**GIVEN INSTRUCTION**
Pull out every line of the data below that contains the word "brown", copying each one in full. Case matters, so match only that exact capitalization.

Dataset records:
'''

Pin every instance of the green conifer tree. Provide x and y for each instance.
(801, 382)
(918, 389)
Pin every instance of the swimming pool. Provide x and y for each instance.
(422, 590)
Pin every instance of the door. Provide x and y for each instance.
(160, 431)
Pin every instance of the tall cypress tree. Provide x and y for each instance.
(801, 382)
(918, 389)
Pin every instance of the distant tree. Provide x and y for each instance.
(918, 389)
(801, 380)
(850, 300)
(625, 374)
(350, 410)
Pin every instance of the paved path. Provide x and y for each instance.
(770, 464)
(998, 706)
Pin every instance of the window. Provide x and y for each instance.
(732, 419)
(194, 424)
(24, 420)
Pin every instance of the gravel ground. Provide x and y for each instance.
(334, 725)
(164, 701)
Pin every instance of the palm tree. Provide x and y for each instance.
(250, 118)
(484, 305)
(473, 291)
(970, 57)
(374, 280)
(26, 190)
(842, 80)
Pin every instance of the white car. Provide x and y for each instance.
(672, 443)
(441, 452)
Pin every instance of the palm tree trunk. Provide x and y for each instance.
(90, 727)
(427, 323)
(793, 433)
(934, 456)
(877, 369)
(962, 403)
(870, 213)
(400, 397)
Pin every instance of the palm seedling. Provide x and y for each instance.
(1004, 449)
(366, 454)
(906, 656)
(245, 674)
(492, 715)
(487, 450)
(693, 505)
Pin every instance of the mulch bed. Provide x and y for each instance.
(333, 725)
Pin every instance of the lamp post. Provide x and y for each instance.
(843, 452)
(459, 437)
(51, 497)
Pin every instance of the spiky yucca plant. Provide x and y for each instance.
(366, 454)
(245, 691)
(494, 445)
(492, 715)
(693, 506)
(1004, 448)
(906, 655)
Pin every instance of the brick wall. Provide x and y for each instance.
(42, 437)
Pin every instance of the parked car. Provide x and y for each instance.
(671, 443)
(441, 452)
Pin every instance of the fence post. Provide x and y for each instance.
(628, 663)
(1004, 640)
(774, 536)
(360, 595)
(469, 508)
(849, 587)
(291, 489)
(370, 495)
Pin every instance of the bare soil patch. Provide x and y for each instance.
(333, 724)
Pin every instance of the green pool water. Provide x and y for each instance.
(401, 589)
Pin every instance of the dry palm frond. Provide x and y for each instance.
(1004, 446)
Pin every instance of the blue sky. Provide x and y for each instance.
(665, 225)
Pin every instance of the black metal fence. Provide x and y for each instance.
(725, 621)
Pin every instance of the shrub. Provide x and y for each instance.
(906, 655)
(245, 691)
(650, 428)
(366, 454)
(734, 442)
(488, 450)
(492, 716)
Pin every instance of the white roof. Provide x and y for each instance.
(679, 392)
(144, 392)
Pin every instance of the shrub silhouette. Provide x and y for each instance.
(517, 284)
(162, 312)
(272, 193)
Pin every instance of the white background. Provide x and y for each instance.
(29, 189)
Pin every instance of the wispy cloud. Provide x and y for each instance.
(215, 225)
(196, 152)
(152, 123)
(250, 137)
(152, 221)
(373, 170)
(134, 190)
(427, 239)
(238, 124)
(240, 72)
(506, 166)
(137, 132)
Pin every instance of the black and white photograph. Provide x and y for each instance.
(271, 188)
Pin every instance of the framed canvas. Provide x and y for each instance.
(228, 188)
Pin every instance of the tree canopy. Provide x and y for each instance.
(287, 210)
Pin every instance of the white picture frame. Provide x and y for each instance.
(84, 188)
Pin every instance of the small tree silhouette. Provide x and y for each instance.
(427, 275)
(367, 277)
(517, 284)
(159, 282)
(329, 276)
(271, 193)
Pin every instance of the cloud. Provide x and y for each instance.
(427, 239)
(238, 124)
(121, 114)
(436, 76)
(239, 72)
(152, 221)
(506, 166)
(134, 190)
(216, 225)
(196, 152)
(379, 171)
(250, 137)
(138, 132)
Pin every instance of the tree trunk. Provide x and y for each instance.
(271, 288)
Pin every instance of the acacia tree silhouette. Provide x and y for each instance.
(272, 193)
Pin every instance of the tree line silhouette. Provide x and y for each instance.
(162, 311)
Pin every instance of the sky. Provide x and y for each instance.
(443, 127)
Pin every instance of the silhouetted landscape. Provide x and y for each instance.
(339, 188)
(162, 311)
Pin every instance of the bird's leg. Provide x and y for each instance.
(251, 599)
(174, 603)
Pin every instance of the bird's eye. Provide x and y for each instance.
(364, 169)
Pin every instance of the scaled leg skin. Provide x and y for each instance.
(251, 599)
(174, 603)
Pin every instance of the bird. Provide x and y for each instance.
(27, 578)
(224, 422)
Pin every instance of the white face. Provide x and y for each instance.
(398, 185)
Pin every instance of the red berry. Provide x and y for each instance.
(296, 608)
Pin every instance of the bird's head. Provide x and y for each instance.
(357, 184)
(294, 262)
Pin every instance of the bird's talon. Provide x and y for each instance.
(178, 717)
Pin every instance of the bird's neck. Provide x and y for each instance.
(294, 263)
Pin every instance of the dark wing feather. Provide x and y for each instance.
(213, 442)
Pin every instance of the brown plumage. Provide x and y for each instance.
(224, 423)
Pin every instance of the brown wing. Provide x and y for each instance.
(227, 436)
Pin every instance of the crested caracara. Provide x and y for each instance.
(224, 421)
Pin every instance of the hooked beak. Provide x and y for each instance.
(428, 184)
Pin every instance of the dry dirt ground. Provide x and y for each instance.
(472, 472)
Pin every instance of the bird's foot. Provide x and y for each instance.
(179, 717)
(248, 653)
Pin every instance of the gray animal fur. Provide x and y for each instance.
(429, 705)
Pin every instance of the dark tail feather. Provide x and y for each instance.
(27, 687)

'''
'''

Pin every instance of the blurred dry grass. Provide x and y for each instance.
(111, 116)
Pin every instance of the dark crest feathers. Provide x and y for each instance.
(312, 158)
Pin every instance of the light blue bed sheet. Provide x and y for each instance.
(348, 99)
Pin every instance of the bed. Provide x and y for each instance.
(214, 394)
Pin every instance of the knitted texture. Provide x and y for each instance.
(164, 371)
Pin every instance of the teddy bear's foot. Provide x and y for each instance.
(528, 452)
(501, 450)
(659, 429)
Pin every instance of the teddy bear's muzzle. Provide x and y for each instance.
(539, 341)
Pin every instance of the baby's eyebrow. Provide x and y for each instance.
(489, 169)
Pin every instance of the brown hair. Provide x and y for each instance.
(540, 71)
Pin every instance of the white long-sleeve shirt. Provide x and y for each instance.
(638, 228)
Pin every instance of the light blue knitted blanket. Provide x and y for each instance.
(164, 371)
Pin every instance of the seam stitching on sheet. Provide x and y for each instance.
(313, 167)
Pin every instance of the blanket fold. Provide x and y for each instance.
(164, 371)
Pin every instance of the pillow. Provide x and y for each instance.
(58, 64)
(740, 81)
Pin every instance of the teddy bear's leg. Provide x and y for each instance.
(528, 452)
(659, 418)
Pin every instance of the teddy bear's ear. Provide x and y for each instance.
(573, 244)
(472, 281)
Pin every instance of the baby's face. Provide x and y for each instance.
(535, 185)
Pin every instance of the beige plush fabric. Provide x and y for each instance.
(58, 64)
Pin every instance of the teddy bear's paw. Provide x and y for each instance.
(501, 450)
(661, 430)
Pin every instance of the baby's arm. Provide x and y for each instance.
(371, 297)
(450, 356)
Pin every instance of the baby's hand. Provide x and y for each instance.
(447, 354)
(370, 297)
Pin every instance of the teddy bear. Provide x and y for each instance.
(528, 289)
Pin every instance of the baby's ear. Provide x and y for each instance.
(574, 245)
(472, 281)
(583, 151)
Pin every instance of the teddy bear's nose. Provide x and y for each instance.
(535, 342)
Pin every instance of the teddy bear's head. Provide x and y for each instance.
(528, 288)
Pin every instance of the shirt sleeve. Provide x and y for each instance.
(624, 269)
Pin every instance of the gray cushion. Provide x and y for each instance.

'''

**ANSWER TO THIS EXERCISE**
Pin every instance of the brown plumage. Provide x and y for each instance.
Pin every instance of the brown wing. Provide x and y for each instance.
Pin every instance of the brown hair. Provide x and y for each instance.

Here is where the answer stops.